Keeping every word in place, write out the entries that come next.
Start of INPUT RECORDS
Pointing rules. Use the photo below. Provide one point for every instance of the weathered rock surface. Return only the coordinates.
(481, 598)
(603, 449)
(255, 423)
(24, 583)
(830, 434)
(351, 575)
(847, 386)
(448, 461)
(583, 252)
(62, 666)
End of INPUT RECORDS
TASK OUTPUT -
Pointing rules. Use the photo below. Provide one point for every instance of the weathered rock surface. Return only the coordinates.
(481, 598)
(603, 449)
(255, 423)
(24, 583)
(830, 434)
(351, 575)
(847, 386)
(448, 461)
(583, 252)
(62, 666)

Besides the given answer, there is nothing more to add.